◆ Document segment
## begin

CRYOGENICS WEEK: Conductors and insulators, semiconductors, and SUPER Conductors – what are they? How are they changing the world? We will have Liquid Nitrogen available to do experiments - freezing flowers, freezing air, freezing water vapor, even freezing Nitrogen itself to make the surface of Pluto! We will examine the coldest places on the Moon, other planets, and the universe. Then, we introduce the LN2 Hero's engine challenge where we make ping-pong balls hover in mid-air! Join our public telescope night on July 10 to celebrate the first full moon of Summer, the full Buck Moon!

WEEK 5:  Mon-Fri,  July 14-18,  AM 9:00-12:00;  PM 12:00-3:00

PHOTONICS WEEK: Capture some photons and examine the nature of color, wave energy, and particle physics. We will experiment with mirrors, lenses, and lasers, and learn how cameras, microscopes, and telescopes work. We will use spectroscopes to examine the fingerprint of elements in the periodic table and observe how electrons emit and absorb photons while making "quantum" leaps in their orbits. We will examine how certain elements provide the color of fireworks.  Finally we use the planetarium to watch Seeing, a show about how our eyes can see light as we follow some photons from a distant star to an astronomer's eyes. On Saturday, July 20, celebrate the day in 1969 that Neil Armstrong set foot on the moon.

## end

◆ Available data
## begin

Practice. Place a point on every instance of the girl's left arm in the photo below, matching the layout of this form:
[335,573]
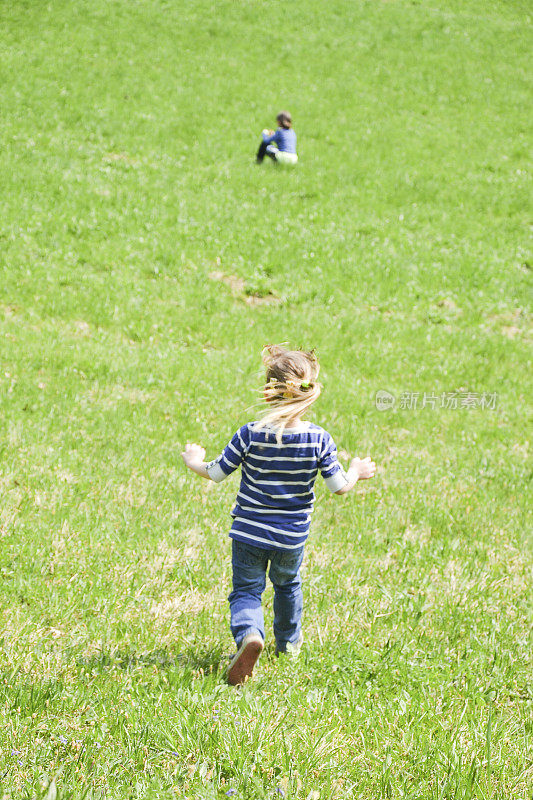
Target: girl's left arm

## end

◆ Exercise instructions
In the science week descriptions, what is the name of the planetarium show watched during Photonics Week?

◆ Task solution
Seeing